--- Begin ---
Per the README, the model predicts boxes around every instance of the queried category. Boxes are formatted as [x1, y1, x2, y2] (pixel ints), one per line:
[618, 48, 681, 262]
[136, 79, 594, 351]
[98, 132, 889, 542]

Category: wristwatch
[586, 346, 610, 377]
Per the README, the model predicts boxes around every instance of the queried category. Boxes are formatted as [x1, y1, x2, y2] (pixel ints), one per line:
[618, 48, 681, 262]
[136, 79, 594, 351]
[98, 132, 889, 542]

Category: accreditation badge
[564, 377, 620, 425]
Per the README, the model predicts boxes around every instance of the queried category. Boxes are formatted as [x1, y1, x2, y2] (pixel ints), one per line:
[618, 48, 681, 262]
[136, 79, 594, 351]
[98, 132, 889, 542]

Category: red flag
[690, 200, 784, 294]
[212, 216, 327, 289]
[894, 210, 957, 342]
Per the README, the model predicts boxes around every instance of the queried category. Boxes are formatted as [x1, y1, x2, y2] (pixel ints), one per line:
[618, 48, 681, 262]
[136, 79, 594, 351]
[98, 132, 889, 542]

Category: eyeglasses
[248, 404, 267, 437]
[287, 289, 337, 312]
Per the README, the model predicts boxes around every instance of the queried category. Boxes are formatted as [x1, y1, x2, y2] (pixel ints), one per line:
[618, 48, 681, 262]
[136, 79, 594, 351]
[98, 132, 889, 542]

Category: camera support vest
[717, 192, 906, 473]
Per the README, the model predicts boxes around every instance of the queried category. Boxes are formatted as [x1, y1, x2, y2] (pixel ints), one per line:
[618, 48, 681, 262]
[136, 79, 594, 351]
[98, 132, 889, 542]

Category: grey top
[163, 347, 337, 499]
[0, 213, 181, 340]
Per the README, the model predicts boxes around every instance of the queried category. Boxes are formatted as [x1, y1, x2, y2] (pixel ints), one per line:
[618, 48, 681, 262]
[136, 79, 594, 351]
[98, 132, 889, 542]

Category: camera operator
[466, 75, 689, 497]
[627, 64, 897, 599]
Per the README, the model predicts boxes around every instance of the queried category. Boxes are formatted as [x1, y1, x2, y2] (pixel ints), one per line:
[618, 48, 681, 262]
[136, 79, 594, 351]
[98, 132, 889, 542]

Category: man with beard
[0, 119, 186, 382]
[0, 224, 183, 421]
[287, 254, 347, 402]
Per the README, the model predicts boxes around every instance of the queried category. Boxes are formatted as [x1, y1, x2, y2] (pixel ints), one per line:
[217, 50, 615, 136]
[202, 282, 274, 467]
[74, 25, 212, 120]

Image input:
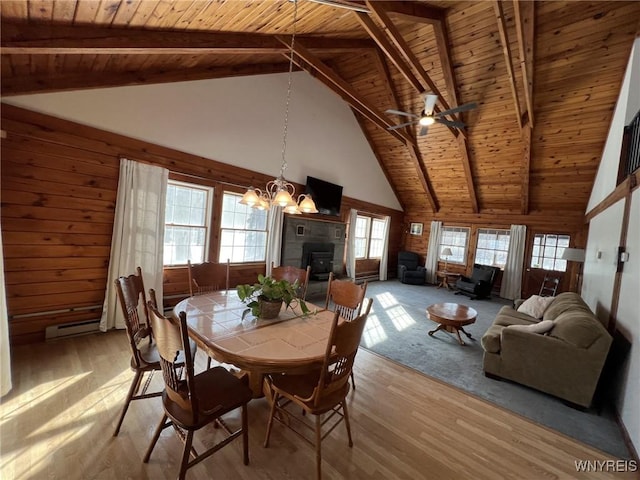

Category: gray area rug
[336, 280, 632, 459]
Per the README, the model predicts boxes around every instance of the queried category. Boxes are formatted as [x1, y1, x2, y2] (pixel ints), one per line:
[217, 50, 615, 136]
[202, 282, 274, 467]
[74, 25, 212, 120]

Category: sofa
[398, 252, 427, 285]
[482, 292, 612, 408]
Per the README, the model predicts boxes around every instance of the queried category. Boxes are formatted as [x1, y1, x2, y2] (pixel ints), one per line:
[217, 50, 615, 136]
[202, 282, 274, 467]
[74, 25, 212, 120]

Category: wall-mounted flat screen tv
[305, 176, 342, 216]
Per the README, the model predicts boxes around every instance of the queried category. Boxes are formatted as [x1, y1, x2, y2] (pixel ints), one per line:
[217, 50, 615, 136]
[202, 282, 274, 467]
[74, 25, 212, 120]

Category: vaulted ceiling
[0, 0, 640, 215]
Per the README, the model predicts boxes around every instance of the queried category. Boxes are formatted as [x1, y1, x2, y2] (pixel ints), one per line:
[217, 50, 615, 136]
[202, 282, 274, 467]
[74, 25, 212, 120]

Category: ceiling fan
[385, 93, 478, 136]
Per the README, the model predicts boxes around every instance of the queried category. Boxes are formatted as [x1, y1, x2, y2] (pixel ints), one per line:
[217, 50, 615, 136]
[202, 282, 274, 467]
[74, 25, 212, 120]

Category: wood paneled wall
[1, 104, 403, 343]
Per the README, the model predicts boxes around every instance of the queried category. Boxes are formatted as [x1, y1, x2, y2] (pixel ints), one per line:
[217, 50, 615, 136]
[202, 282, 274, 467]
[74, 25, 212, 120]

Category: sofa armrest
[500, 327, 606, 407]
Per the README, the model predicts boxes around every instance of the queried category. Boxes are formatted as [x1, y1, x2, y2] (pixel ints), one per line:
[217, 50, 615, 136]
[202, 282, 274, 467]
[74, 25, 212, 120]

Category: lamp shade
[561, 248, 584, 262]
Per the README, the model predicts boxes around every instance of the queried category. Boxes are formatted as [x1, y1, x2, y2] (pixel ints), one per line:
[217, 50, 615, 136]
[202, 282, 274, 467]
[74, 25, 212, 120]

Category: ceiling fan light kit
[385, 93, 478, 136]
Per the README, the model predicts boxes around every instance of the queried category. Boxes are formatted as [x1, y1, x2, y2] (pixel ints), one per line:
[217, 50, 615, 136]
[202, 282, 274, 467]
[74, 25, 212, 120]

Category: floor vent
[45, 320, 100, 340]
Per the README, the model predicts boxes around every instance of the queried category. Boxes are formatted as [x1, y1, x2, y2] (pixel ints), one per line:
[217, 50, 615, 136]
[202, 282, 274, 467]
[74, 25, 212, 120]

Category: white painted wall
[2, 72, 401, 210]
[582, 38, 640, 451]
[587, 38, 640, 212]
[618, 190, 640, 450]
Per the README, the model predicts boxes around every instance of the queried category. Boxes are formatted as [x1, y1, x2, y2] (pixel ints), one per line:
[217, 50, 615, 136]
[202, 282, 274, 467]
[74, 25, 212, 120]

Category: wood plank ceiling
[0, 0, 640, 216]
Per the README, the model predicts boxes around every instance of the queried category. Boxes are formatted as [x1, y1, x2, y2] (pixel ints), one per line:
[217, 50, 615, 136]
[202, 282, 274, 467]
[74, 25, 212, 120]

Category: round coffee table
[427, 303, 478, 345]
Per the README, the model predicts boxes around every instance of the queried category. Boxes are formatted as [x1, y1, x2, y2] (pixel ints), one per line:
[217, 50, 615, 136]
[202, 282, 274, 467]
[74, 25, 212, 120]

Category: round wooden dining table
[173, 290, 334, 396]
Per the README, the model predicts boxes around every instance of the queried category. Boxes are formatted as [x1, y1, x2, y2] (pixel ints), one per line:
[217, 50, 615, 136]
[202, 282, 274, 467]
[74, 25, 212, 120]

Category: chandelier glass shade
[240, 0, 318, 215]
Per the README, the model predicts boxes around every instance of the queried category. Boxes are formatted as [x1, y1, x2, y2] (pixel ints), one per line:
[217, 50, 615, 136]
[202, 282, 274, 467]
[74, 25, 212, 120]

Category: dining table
[173, 290, 335, 397]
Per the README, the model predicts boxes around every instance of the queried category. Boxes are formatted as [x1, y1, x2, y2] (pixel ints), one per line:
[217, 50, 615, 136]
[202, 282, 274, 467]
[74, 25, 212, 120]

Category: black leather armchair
[456, 263, 499, 300]
[398, 252, 427, 285]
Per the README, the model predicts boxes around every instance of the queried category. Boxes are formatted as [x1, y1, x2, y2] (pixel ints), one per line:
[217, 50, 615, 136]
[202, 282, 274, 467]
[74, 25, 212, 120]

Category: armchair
[456, 263, 498, 300]
[398, 252, 427, 285]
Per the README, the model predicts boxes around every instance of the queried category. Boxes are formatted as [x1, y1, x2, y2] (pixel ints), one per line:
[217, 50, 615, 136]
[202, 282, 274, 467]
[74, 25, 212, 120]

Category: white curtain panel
[380, 216, 391, 280]
[265, 205, 284, 276]
[425, 220, 442, 283]
[347, 208, 358, 280]
[0, 223, 11, 397]
[500, 225, 527, 300]
[100, 158, 169, 332]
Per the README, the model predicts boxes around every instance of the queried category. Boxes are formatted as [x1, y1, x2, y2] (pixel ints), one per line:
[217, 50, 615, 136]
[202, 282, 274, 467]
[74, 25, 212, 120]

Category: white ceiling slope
[2, 72, 401, 210]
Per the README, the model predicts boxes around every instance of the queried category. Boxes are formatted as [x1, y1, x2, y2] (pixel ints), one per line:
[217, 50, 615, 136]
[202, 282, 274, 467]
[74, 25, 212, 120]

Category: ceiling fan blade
[435, 102, 478, 117]
[436, 118, 466, 128]
[384, 110, 420, 118]
[387, 120, 418, 130]
[424, 93, 438, 116]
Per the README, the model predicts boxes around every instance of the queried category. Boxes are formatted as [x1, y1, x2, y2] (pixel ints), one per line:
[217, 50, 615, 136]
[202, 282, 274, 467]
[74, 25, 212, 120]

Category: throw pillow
[518, 295, 555, 318]
[507, 320, 554, 334]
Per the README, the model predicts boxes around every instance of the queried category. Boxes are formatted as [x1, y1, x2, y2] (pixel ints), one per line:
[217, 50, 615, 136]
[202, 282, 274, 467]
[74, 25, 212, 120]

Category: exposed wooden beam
[0, 62, 289, 97]
[520, 122, 533, 215]
[0, 22, 375, 55]
[375, 0, 445, 24]
[356, 13, 426, 92]
[358, 0, 478, 213]
[513, 0, 535, 127]
[277, 36, 414, 144]
[351, 107, 407, 210]
[359, 0, 451, 115]
[493, 0, 522, 128]
[374, 49, 440, 213]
--- End ---
- _TASK STATEMENT_: Copy the lines from the first one through the line with "[894, 210, 957, 342]", substituting "press badge" for "accreditation badge" and changing nothing else.

- _THE REPLY_:
Per the README, the model predicts boxes around every instance of the queried category. Boxes are formatted as [x1, y1, x2, y2] (pixel ints), one per line:
[618, 48, 681, 262]
[136, 79, 594, 351]
[98, 132, 889, 542]

Category: wristwatch
[586, 346, 610, 377]
Per the README, the model predicts boxes around every instance of the queried category. Boxes are formatted as [x1, y1, x2, y2] (pixel ints), one per line:
[618, 48, 681, 262]
[136, 79, 594, 351]
[98, 132, 889, 542]

Category: press badge
[564, 377, 620, 425]
Per the README, the model predicts boxes around every instance of the queried category. Boxes are formatted as [x1, y1, x2, y2] (pixel ints), one per line:
[618, 48, 681, 262]
[136, 79, 594, 351]
[98, 132, 889, 542]

Category: red flag
[690, 200, 784, 294]
[212, 216, 327, 289]
[894, 210, 957, 342]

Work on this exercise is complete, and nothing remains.